(Items excerpted from a collection)
= = = =
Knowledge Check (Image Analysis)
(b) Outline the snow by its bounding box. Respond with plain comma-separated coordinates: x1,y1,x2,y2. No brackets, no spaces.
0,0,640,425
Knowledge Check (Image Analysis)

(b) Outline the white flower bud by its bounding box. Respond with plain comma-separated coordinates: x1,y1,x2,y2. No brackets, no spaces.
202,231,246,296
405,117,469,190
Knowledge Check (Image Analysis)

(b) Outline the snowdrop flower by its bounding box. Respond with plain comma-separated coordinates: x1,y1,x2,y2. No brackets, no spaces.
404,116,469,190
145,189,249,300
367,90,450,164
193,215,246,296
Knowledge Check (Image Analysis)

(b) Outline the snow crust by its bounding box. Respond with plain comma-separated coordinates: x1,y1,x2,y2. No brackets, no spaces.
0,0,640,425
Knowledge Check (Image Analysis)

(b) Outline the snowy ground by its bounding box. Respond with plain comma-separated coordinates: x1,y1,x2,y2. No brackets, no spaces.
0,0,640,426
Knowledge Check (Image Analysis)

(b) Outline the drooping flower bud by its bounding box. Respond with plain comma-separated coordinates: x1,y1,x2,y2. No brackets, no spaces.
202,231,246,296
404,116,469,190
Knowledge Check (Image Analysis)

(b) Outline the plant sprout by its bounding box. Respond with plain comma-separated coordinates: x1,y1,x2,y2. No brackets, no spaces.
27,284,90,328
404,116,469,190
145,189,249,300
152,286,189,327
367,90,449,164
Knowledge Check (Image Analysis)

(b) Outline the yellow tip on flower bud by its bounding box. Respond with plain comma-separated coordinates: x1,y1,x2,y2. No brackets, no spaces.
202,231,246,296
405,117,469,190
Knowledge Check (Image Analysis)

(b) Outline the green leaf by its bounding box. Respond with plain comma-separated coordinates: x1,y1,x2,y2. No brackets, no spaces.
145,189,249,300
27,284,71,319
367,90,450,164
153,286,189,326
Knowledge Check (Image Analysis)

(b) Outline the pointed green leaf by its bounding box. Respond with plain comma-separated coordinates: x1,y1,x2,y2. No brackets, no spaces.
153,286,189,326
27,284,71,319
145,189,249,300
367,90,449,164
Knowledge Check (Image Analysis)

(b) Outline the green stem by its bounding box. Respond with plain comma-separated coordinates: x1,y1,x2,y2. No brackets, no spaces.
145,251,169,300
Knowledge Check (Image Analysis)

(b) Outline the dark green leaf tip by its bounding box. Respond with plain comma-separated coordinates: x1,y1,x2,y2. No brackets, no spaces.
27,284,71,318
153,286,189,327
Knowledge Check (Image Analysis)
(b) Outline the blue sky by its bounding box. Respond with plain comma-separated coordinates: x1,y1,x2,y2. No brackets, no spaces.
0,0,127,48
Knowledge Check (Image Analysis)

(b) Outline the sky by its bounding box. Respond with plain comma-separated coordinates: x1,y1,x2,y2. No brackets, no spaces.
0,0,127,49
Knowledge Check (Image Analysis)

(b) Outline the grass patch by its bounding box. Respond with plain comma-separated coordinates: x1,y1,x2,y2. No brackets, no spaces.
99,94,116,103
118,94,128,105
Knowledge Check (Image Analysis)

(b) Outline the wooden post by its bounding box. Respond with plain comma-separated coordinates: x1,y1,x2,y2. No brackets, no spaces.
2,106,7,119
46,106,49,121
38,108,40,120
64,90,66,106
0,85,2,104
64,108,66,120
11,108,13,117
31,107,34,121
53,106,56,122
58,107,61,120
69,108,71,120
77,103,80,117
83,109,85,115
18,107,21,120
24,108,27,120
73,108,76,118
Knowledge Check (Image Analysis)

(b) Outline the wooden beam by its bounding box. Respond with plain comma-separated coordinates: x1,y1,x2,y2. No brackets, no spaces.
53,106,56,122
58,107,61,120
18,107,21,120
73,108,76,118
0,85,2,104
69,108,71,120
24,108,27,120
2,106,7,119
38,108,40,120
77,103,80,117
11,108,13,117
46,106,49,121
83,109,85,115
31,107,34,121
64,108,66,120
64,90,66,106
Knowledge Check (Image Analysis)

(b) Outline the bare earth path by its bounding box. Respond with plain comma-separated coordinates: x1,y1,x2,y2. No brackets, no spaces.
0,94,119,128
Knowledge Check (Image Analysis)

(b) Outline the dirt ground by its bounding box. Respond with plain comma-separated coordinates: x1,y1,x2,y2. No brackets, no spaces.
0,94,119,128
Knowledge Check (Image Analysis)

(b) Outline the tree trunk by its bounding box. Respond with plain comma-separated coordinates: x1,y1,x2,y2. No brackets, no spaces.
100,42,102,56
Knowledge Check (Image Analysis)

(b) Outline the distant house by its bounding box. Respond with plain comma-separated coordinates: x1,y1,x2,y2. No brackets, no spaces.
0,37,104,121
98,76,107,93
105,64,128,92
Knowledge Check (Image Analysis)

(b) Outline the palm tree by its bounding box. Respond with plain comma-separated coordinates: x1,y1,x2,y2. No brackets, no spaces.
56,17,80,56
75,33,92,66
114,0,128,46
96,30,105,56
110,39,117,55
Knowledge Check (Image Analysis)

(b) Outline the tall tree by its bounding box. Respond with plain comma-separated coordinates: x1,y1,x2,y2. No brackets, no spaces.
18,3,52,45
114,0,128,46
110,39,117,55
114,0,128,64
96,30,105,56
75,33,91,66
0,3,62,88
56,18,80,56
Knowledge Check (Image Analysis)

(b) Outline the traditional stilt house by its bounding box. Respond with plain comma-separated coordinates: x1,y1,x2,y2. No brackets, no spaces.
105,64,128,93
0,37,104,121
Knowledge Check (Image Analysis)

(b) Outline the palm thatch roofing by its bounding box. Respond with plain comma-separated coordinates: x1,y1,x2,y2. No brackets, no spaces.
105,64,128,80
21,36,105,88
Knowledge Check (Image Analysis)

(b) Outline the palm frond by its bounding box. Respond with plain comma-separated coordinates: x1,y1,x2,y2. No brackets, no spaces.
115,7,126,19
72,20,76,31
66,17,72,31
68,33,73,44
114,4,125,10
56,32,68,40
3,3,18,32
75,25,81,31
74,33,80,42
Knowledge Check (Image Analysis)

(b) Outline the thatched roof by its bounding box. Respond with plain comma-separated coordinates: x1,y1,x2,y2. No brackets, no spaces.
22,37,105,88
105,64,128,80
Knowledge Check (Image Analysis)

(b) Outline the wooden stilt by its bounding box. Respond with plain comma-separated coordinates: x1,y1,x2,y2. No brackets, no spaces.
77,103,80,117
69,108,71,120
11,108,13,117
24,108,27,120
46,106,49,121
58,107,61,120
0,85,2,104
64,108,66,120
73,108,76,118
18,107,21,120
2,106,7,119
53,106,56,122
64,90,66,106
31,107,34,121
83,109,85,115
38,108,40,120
= = = =
**Instructions to follow:** Find every line in the items above that contains the string "palm" with matching case, and copy each of those lines.

**The reply:**
(b) Outline the palm tree by its bounding box. Respond with plain comma-separated coordinates: x1,y1,x2,y2. No brackets, no spaces.
(b) Outline the palm thatch roofing by its bounding box. Respond with plain comma-separated coordinates: x1,y1,x2,y2. No brackets, no spaces.
(b) Outline the palm frond by its bounding box. Respond with plain comma-separated coordinates: x1,y1,x2,y2. No brackets, no spaces.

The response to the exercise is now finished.